[Some records]
------------------------------------
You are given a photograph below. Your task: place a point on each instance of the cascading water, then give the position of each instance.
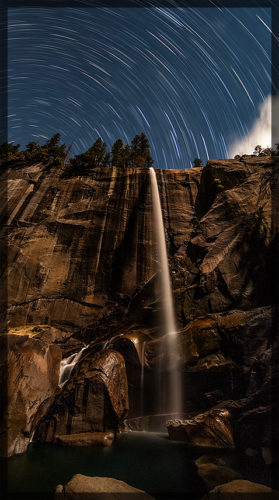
(67, 366)
(142, 377)
(170, 396)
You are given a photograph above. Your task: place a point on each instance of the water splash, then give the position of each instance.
(67, 365)
(169, 386)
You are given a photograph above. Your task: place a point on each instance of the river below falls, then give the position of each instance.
(146, 460)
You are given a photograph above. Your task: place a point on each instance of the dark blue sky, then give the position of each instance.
(193, 79)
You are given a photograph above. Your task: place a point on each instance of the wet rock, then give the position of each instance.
(212, 428)
(86, 439)
(95, 399)
(215, 471)
(82, 487)
(242, 490)
(32, 371)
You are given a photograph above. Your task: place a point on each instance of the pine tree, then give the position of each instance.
(140, 152)
(117, 153)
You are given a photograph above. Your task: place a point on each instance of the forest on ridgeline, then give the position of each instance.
(136, 154)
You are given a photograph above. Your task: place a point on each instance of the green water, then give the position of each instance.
(149, 461)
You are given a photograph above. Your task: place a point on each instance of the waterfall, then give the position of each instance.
(67, 366)
(169, 383)
(142, 377)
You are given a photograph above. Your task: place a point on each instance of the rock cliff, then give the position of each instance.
(82, 262)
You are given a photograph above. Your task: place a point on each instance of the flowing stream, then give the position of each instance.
(169, 376)
(67, 365)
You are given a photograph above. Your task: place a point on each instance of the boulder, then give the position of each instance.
(212, 428)
(32, 373)
(86, 439)
(82, 487)
(215, 471)
(241, 489)
(95, 398)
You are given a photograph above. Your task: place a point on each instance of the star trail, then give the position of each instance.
(192, 79)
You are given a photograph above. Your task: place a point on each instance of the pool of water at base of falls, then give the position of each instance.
(145, 460)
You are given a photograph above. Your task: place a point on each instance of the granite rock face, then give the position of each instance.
(212, 428)
(32, 372)
(82, 260)
(95, 399)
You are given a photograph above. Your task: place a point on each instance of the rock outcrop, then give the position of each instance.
(215, 471)
(86, 439)
(82, 260)
(212, 428)
(32, 371)
(242, 490)
(95, 399)
(81, 487)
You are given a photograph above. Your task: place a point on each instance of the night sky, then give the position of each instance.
(195, 80)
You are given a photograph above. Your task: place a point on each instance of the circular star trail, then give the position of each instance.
(192, 79)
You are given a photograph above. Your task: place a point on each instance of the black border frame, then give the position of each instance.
(274, 5)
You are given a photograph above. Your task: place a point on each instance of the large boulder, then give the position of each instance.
(95, 398)
(214, 471)
(31, 371)
(86, 439)
(241, 489)
(212, 428)
(82, 487)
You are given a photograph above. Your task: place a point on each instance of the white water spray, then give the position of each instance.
(173, 391)
(67, 366)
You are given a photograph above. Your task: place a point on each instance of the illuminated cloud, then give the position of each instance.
(264, 131)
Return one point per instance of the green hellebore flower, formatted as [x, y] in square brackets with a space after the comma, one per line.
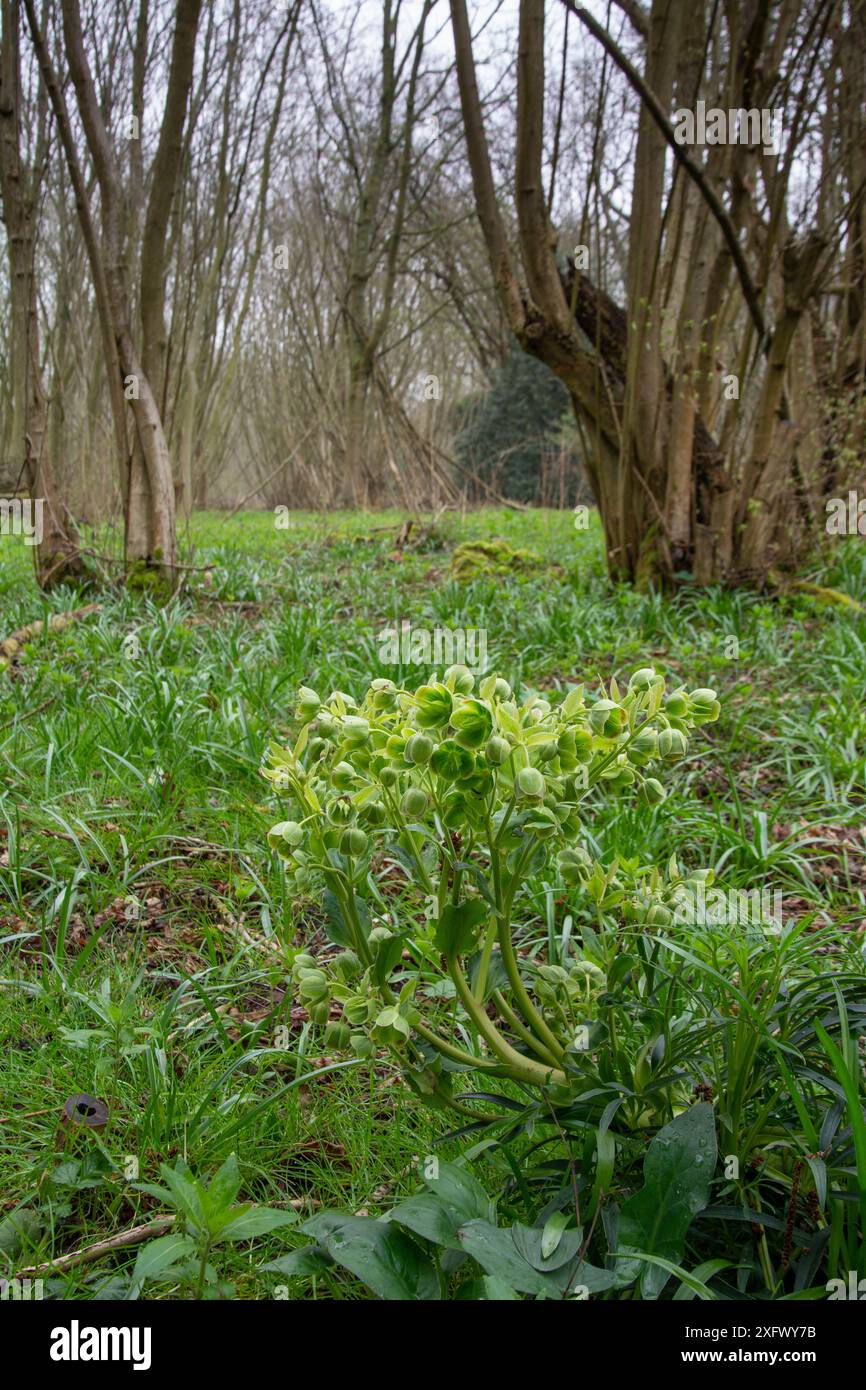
[419, 749]
[606, 717]
[356, 1009]
[353, 843]
[285, 834]
[652, 791]
[338, 1037]
[460, 679]
[384, 694]
[642, 747]
[676, 705]
[362, 1045]
[496, 751]
[471, 723]
[433, 705]
[542, 823]
[339, 811]
[309, 704]
[355, 730]
[583, 745]
[413, 802]
[530, 784]
[449, 761]
[346, 965]
[672, 744]
[342, 776]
------------------------------------
◆ **WHAT THIS TASK INVOLVES**:
Give the entries again word for word, but skip the pictures.

◆ **COMPLETE OUTPUT**:
You are given a photograph below. Your task: place a point on each instance of the cascading water, then give the position of each instance.
(67, 366)
(142, 377)
(170, 396)
You are given a photograph above. Your task: place a point on each instance of the water splash, then give the position of each instance.
(67, 365)
(169, 386)
You are given a photograph above. Your task: place a point on each instance of the river below falls, then give the position of each instance.
(146, 460)
You are given a photograph above. Your task: place a point on each instance of the dark blue sky, then give the position of each instance.
(193, 79)
You are given a photograph above. Your task: place a point on each instance of the wet rock, then give the position of each instance.
(212, 428)
(86, 439)
(95, 399)
(215, 471)
(82, 487)
(242, 490)
(32, 371)
You are given a photograph above. Your task: place a point on each instance of the pine tree, then give the position of each instance.
(140, 152)
(117, 153)
You are given a photograph above. Your task: place a point on each instance of the forest on ridgeline, then give the position of each instance.
(136, 154)
You are given a photograph above. Your task: place a point on each instance of the green water, then give the position of each instance.
(149, 461)
You are given a photograph above. Your task: place a point on each instance of the waterfall, then give the position of each instance.
(67, 366)
(169, 383)
(142, 377)
You are given a photograph above. Your task: place a point on each instance of the rock cliff, then give the position of each instance.
(82, 262)
You are given a photograph above. Your task: place a point on each instance of the flowing stream, then give the position of each instance.
(169, 376)
(67, 365)
You are given a photograph above. Your task: place a point on each instance of the boulder, then give the position of each instance.
(212, 428)
(32, 373)
(86, 439)
(82, 487)
(215, 471)
(241, 489)
(95, 398)
You are given a photograph above. Your task: place a point on each instance of the star trail, then give the position of each instance.
(192, 79)
You are given a photograph above. Your task: place a point on each instance of the pool of water at base of falls, then give the position of each instance.
(145, 460)
You are given a photograph above. Your task: place a point on each instance of the granite rock face, then give the position of each instance.
(212, 428)
(32, 372)
(82, 260)
(95, 399)
You are given a photograph above. Your task: place a point on each instance of the rock outcrop, then give the position of each instance.
(215, 471)
(86, 439)
(82, 260)
(212, 428)
(32, 371)
(242, 490)
(95, 399)
(81, 487)
You are given a photograph above. Your task: place a point on each instance of the night sky, then give the position of each instance.
(195, 80)
You are given a photograph above. Your task: place a point on each instance of the circular star trail, then give the position of each instance.
(192, 79)
You are given a photograph above. Your task: place a point on each instance of the black border frame, then give the position of each instance.
(274, 5)
You are given a photograph above. Your task: place a point on each instance of the large boulder, then give the position of each instance.
(95, 398)
(214, 471)
(31, 371)
(86, 439)
(241, 489)
(212, 428)
(82, 487)
You are given a photograph above. Your task: place a point on each instance of the white water spray, then give the position of each instance.
(173, 391)
(67, 366)
You are given a photograph above. Your task: place a point on each instance of the illuminated cloud, then give the position of each instance.
(264, 131)
Return one point per instance of the green hellebore flower, formatted as [x, y] in square brackets with a space after the comma, one per line.
[419, 749]
[606, 717]
[356, 1009]
[353, 843]
[285, 834]
[652, 791]
[338, 1037]
[460, 679]
[384, 694]
[642, 747]
[676, 705]
[362, 1045]
[496, 751]
[471, 723]
[433, 705]
[542, 823]
[339, 811]
[309, 704]
[355, 730]
[583, 745]
[413, 802]
[530, 784]
[449, 761]
[346, 965]
[672, 744]
[342, 776]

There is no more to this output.